Objectif 1
Convertis en tableau Markdown les lignes des entrées, en commençant au début des entrées et en terminant à la ligne qui contient « 407 0 507 388 », ces deux bornes comprises. Utilise les colonnes « Numéro » et « Ligne d'entrée », et omets les lignes vides.

Texte retenu
:::::

CRITIQUE – Kore-Eda déplace sa caméra du foyer à l’école pour raconter l’amitié amoureuse entre deux adolescents dans un Japon fermé aux sentiments. Un film subtil.

Ne jamais baisser la garde! S’il y a un conseil à donner aux spectateurs qui iront voir le dernier film du Japonais Kore-eda, c’est bien celui-ci, tant L’Innocence regorge de nuances et de détails qui ne prennent sens qu’en avançant dans le récit. Sur l’affiche du film, le visage de deux enfants maculés de boue interroge. Que leur est-il arrivé? Quel est le lien avec cette première séquence qui voit les pompiers débouler, toutes sirènes hurlantes, pour éteindre l’incendie survenu dans un bar à hôtesses? Une rumeur se propage: le professeur de Minato et de Yori fréquentait le lieu.

Et voilà que le jeune Minato, qui est élevé par sa mère seule, se met à lui raconter que ce professeur lui a dit qu’il avait un cerveau de porc. La mère furibarde débarque à l’école, demande l’équipe éducative. Il faut les voir faire des courbettes devant elle en s’excusant. Elle aimerait juste avoir des explications. Elle ne les aura jamais. Un questionnaire sera distribué aux enfants pour juger le prof qui sera soumis à une séance d’autocritique devant les parents avant d’être mis à pied. La Chine sous Mao? Non, le Japon contemporain.

:::::

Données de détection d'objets
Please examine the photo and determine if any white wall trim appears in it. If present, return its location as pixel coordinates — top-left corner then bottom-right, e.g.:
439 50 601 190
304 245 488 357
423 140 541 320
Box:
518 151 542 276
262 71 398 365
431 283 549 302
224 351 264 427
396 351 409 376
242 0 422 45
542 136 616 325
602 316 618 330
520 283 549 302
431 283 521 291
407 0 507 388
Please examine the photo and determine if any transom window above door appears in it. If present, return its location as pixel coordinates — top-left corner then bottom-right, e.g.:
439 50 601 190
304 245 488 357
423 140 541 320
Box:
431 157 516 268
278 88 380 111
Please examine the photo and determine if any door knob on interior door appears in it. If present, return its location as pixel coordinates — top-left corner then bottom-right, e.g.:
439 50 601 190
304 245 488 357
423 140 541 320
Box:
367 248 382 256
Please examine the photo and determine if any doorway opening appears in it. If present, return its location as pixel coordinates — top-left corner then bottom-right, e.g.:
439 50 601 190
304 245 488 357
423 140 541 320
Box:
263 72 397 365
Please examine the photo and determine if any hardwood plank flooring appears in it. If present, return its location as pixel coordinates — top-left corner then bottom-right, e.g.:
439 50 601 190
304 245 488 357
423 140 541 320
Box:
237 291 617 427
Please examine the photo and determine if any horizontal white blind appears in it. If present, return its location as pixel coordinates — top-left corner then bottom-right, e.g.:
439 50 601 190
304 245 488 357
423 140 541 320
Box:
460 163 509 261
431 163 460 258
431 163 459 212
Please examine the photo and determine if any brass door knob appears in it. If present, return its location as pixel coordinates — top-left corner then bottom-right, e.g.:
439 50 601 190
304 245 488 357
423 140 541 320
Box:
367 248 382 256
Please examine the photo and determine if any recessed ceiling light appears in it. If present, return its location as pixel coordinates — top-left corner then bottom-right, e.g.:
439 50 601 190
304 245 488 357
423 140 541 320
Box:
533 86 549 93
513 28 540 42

:::::

Objectif 2
D'après la critique, par qui le jeune Minato est-il élevé ?

Résultat attendu 1
| Numéro | Ligne d'entrée |
|---|---|
| 1 | Please examine the photo and determine if any white wall trim appears in it. If present, return its location as pixel coordinates — top-left corner then bottom-right, e.g.: |
| 2 | 439 50 601 190 |
| 3 | 304 245 488 357 |
| 4 | 423 140 541 320 |
| 5 | Box: |
| 6 | 518 151 542 276 |
| 7 | 262 71 398 365 |
| 8 | 431 283 549 302 |
| 9 | 224 351 264 427 |
| 10 | 396 351 409 376 |
| 11 | 242 0 422 45 |
| 12 | 542 136 616 325 |
| 13 | 602 316 618 330 |
| 14 | 520 283 549 302 |
| 15 | 431 283 521 291 |
| 16 | 407 0 507 388 |

Résultat attendu 2
Par sa mère seule.